— start —

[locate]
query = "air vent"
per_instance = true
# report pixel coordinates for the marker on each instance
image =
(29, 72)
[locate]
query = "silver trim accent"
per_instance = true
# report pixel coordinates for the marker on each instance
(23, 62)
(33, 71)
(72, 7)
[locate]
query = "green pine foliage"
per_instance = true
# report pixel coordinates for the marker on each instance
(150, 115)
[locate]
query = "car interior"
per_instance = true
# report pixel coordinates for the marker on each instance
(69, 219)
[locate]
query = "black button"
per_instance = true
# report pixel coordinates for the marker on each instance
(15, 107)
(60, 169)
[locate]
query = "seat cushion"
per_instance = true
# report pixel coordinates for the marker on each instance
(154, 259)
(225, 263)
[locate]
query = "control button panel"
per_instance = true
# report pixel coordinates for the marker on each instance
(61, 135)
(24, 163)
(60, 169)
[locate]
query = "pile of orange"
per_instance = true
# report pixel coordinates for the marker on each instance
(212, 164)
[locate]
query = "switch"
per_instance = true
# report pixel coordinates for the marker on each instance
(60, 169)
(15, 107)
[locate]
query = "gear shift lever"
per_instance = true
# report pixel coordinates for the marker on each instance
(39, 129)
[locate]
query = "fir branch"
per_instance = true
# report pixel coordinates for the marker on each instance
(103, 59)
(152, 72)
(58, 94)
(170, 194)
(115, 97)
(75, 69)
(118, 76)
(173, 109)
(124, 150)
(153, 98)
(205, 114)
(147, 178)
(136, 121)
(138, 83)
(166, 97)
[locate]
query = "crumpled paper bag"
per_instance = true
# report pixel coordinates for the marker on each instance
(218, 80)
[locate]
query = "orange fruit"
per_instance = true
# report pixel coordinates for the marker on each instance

— end —

### EXERCISE OBJECTIVE
Extract each line from the listing above, please, and repeat it exactly.

### FINISHED ANSWER
[locate]
query = "air vent"
per_instance = true
# report pixel coordinates for the marker on each instance
image =
(29, 72)
[locate]
query = "silver trim accent"
per_instance = true
# report pixel coordinates for the marker on each instance
(23, 62)
(33, 71)
(72, 7)
[locate]
query = "green pine foliage"
per_instance = true
# report pixel coordinates for the marker on each instance
(150, 115)
[locate]
query = "car interior"
per_instance = true
# report pixel coordinates for the marker on each instance
(69, 219)
[locate]
query = "black button"
per_instance = true
# report pixel coordinates for the marker on each instance
(15, 107)
(60, 169)
[locate]
query = "seat cushion"
per_instance = true
# report pixel coordinates for the marker on each instance
(154, 259)
(225, 263)
[locate]
query = "control button panel"
per_instance = true
# report pixel coordinates for the marker on each instance
(61, 135)
(24, 163)
(60, 169)
[locate]
query = "pile of orange"
per_instance = true
# report pixel coordinates for the marker on each instance
(212, 164)
[locate]
query = "switch"
per_instance = true
# report pixel coordinates for the marker on each instance
(60, 169)
(15, 107)
[locate]
query = "gear shift lever"
per_instance = true
# report pixel coordinates for the marker on each instance
(39, 129)
[locate]
query = "fir branch"
per_instance = true
# report pixel coordinates for the marker on each instance
(103, 59)
(152, 72)
(58, 94)
(170, 194)
(115, 97)
(75, 69)
(118, 76)
(173, 109)
(124, 150)
(153, 98)
(205, 114)
(147, 178)
(136, 121)
(138, 83)
(166, 97)
[locate]
query = "crumpled paper bag"
per_instance = true
# report pixel coordinates for the marker on each instance
(218, 80)
[locate]
query = "orange fruit"
per_instance = true
# report pixel coordinates for the marker on each instance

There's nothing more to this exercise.